-- Begin Input data --

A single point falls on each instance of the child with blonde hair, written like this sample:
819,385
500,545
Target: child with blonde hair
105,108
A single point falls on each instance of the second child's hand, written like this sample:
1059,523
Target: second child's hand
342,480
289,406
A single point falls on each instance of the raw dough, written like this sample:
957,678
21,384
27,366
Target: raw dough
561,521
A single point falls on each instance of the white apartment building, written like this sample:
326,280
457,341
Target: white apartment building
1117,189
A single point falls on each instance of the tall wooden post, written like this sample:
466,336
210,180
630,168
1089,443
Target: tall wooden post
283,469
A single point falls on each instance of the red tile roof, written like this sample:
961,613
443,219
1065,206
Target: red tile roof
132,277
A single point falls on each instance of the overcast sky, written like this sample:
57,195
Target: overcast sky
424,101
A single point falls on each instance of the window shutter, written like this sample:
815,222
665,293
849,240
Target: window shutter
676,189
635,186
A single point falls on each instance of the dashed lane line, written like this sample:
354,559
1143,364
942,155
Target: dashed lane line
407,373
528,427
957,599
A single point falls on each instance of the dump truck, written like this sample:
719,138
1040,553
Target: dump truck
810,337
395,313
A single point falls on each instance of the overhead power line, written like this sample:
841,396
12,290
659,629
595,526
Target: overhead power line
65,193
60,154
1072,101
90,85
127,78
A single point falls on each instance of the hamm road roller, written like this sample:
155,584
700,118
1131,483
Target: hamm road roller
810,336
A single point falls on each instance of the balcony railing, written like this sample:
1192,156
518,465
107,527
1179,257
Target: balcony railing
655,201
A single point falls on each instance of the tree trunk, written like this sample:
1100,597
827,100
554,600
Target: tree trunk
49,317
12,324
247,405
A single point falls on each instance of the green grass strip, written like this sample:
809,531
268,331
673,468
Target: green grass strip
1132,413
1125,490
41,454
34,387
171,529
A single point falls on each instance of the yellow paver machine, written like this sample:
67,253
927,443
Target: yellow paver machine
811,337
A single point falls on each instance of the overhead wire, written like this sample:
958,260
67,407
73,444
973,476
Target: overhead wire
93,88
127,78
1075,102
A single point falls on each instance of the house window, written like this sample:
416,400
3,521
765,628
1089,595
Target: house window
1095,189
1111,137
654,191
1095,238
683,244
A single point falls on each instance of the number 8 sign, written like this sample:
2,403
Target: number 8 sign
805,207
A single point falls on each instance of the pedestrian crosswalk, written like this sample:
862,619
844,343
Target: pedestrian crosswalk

-- End Input data --

Write each line above out exactly.

_Task output_
A single point falls on each instance of the child with blonde hair, written like this sample:
819,385
500,545
Target: child with blonde hair
105,108
A single point falls on each instance of the second child's hand, written like this sample:
1059,523
Target: second child's hand
342,480
289,406
A single point falls on each instance of the raw dough, written like this sample:
957,678
21,384
27,366
Target: raw dough
561,521
A single point falls on each instance of the white apartment building, written like this sample:
326,280
457,341
Target: white apartment building
1117,189
A single point falls on each instance of the tall wooden post, written like this sample:
466,336
210,180
630,168
1089,443
Target: tall wooden post
283,469
A single point falls on each instance of the red tile roof, written like this sample:
961,613
443,219
1065,206
Target: red tile roof
132,277
A single point falls on each instance of the overcast sky, written like this sample:
57,195
Target: overcast sky
424,101
A single point falls on each instance of the window shutter, written like this sample:
815,222
665,293
849,240
Target: window shutter
676,189
635,186
A single point falls on each instance of the dashed lane line, written like this sample:
354,559
1143,364
942,155
Target: dashed lane line
407,373
528,427
957,599
A single point falls on each instance of the dump truck, written like this sample:
719,138
1040,553
Target: dump truck
810,337
395,313
A single point falls on each instance of the overhead power line, written like this sample:
841,396
12,290
659,629
595,526
Target: overhead power line
65,193
60,154
1072,101
90,85
127,78
A single point falls on each instance of the hamm road roller, written like this sample:
155,584
700,118
1131,483
Target: hamm road roller
810,336
A single point falls on each instance of the balcony railing, written like this sample:
1192,156
518,465
107,527
1179,257
Target: balcony railing
655,201
A single point falls on each instance of the tree trunk, written like this sample:
1100,597
827,100
554,600
Target: tree trunk
49,317
12,324
247,405
A single point falls on each instance of the green grass strip, written like this sample:
809,531
268,331
673,468
Target: green grass strip
1132,413
1125,490
41,454
34,387
171,529
A single point falls on each instance of the yellow paver machine, written like this sample:
67,253
927,443
Target: yellow paver machine
811,337
A single point falls on each instance of the overhead wire, written like this sample:
958,260
67,407
73,444
973,476
Target: overhead wire
93,88
127,78
1075,102
A single point falls on each instance of the house window, written like this sample:
416,400
3,521
765,628
1089,595
Target: house window
1095,189
1111,137
654,191
1095,238
683,244
A single point falls on each instance of the number 8 sign, written like this sample:
2,403
Target: number 8 sign
805,207
A single point falls on each instance of the pedestrian crosswalk, written like this sample:
862,619
844,343
Target: pedestrian crosswalk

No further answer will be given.